Exercise directions:
Update every one of the rows below by replacing "for every instance" with "for each occurrence", changing nothing else. Leave the pictures out of your answer.

[Point annotation records]
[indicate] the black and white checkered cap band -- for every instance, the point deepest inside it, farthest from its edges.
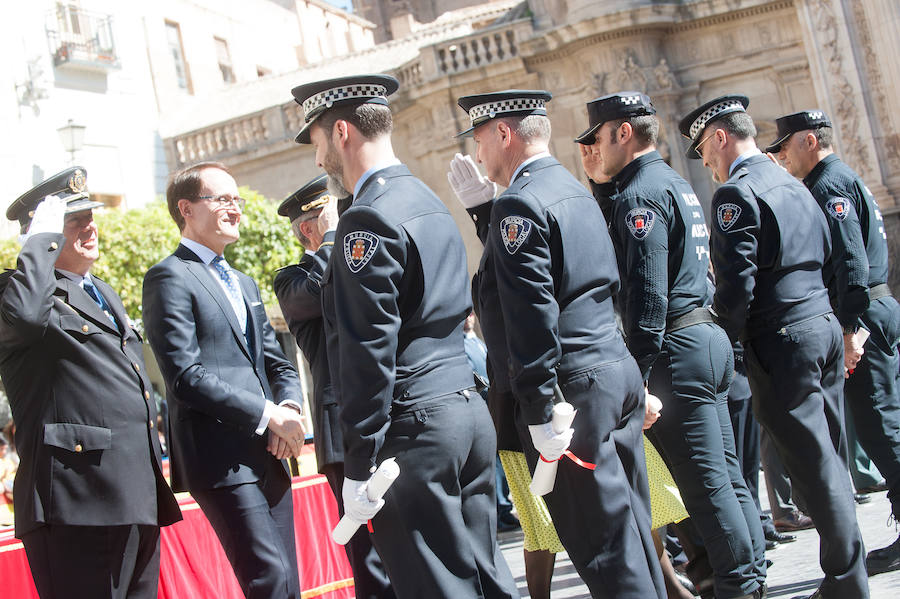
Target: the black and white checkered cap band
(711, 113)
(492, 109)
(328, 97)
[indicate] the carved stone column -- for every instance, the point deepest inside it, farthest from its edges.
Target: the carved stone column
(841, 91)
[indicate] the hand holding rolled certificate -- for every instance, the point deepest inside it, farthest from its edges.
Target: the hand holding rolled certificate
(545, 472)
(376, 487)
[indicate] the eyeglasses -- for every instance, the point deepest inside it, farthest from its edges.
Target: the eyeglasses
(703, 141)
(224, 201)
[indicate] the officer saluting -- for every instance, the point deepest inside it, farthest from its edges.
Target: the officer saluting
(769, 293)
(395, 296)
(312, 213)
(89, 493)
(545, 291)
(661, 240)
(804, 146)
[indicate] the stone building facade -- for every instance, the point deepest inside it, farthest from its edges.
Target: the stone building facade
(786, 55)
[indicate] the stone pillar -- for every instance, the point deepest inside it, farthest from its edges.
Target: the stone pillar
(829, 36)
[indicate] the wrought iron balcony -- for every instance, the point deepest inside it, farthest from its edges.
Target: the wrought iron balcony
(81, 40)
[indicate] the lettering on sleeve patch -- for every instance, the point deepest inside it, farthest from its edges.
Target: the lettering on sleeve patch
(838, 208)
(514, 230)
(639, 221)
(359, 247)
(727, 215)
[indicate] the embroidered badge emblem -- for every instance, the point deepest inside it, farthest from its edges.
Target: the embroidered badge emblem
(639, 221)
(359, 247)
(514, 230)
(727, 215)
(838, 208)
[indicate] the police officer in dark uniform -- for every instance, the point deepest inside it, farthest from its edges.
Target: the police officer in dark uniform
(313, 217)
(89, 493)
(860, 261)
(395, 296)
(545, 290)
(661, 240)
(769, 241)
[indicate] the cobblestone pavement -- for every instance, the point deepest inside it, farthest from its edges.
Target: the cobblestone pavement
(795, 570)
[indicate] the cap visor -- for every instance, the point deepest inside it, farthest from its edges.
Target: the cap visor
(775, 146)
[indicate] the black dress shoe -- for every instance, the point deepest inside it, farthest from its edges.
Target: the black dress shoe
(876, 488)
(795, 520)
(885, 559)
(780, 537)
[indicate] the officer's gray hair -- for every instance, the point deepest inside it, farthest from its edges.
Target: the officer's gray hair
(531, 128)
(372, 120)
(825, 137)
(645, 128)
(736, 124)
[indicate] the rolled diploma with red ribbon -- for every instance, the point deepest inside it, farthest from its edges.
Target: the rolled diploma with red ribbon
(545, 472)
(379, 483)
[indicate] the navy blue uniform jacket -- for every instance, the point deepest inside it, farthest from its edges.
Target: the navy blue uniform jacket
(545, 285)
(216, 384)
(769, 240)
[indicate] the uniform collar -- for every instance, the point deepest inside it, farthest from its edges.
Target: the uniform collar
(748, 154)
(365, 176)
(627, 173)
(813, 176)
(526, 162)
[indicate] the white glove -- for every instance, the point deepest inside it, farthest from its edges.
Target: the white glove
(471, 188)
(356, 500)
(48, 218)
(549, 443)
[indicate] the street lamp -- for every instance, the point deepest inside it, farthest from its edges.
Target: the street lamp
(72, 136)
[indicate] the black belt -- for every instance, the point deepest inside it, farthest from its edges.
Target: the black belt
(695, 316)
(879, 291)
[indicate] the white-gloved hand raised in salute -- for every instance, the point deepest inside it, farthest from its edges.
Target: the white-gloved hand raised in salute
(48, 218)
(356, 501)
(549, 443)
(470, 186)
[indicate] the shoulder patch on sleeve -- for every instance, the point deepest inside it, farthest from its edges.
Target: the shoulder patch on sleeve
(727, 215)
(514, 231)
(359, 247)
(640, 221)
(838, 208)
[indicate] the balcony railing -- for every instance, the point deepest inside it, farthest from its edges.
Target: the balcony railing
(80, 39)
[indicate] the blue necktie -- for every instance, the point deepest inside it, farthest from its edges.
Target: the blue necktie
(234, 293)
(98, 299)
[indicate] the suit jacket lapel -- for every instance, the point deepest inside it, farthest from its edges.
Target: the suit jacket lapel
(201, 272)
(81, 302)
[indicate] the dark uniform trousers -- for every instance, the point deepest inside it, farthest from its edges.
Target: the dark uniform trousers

Output for this exercise:
[indicate] the black and white checkered cap band -- for each occurrence, the point deepest inside it, farthest from its edges.
Target: the black and white checkered cap band
(711, 113)
(492, 109)
(328, 97)
[indicate] the carved stone column -- for each occurrence, the point deepest inside it, farthest from its edges.
Target: the carved stone column
(841, 91)
[indicate] the hand holding rolled certificate -- for each occurrence, the point deepest inside it, farthest from its edges.
Target: the hand holding rolled certificate
(545, 472)
(376, 487)
[indicate] the eyeglasses -- for each occurrence, the point deepest inside it, farthest from its edges.
Target: the eyeglasses
(703, 141)
(224, 201)
[indicate] the officer saluting -- for each occurrence, the point deepest inside it, farthest from its edges.
Target: the officer saluting
(769, 293)
(395, 296)
(312, 213)
(89, 493)
(545, 291)
(661, 240)
(804, 146)
[indicate] the stone building facade -- for each occurrence, the point deepest inside it, farthest from its edges.
Target: the stone building facade
(786, 55)
[indicate] the stone pillar -- for each occurrence, the point deepest inside it, farthest from its edges.
Target: the stone pillar
(829, 36)
[indicate] the wrought iron balcony -- for each occurrence, the point deepest inside it, farthest from its edges.
Target: the wrought iron balcony
(81, 40)
[indicate] the lettering on sleeve patch -- for each occurrence, the point deepest inside it, farthest from its edges.
Target: the lettering on sleeve patch
(838, 208)
(514, 230)
(639, 221)
(359, 247)
(727, 215)
[indicate] the embroidered badge emblem -- for each occurrence, the point deepest inside it, farthest from its edges.
Target: the embroidered badge emblem
(639, 221)
(359, 247)
(514, 230)
(727, 215)
(838, 208)
[indicate] the police officer in dark uniform -- for each occurrence, the point deepest inside it, farthest from its edges.
Target: the police officer in dark uniform
(313, 217)
(89, 493)
(860, 261)
(395, 296)
(545, 290)
(661, 240)
(769, 241)
[indicate] the cobblestone pavement -- for each occurrence, the point deepest inside it, farthest from its edges.
Target: the cobblestone pavement
(795, 570)
[indicate] the cap visor -- for each occurrence, the point deepest inside it, farthest from its edges.
Target: the cap visor
(775, 146)
[indicate] the black dress shoe -- for each occurrence, the point deepest inside it, farthest from its edges.
Target: the black dress shoe
(876, 488)
(795, 520)
(885, 559)
(780, 537)
[indicate] the officer's gray hair -- for each occurrence, the point deepest inside it, farthest from its edges.
Target: the officer's gray hair
(531, 128)
(372, 120)
(825, 137)
(645, 128)
(736, 124)
[indicate] the rolled diploma with red ribbon -- for each occurrence, the point deepest inside it, farthest from its edges.
Target: the rolled diploma with red ribbon
(545, 472)
(379, 483)
[indicate] the navy blue uniform jacket -- for each occurrence, the point deepest inside it, farthest from its edges.
Target: the navy blue uniform jacket
(545, 285)
(216, 384)
(769, 240)
[indicate] the uniform collar -- for each occurrence, the point deepest inside it, farthest from its edges.
Target: the uniform collar
(748, 154)
(365, 176)
(627, 173)
(813, 176)
(526, 162)
[indicate] the white glove -- for each occurrence, the point deepest inside it, farthest from its edges.
Target: the white glove
(471, 188)
(356, 500)
(48, 218)
(549, 443)
[indicate] the street lamp -- for each occurrence, the point deepest inside it, farthest from its edges.
Target: the street lamp
(72, 136)
[indicate] the black belt -- for each occurrence, the point deepest inside it, farthest from its edges.
Target: the black belt
(695, 316)
(879, 291)
[indicate] the white-gloved hand raised in salute -- for each occurrence, the point deepest inside it, farthest from its edges.
Target: the white-gloved hand raised in salute
(48, 218)
(356, 501)
(549, 443)
(470, 186)
[indicate] the shoulder patch on sleeve -- for each occurrence, the point deepest inside it, farthest from its edges.
Target: the shoulder patch on sleeve
(727, 215)
(514, 231)
(359, 247)
(640, 221)
(838, 208)
[indicate] the balcony railing -- for each occurrence, the point deepest inside it, farthest from its edges.
Target: the balcony railing
(80, 39)
[indicate] the blue necktie -- for each occurrence, the point deepest inside it, farthest from its edges.
Target: the blue necktie
(234, 293)
(98, 299)
[indicate] the suit jacket lapel -- for each occurrence, the point deepest inside it, farthest from its edges.
Target: the suit jacket lapel
(201, 272)
(81, 302)
[indicate] the dark uniform trousers -- for each occurrence, the point deepest inside it, farthest from its edges.
Target: the dark uniform trousers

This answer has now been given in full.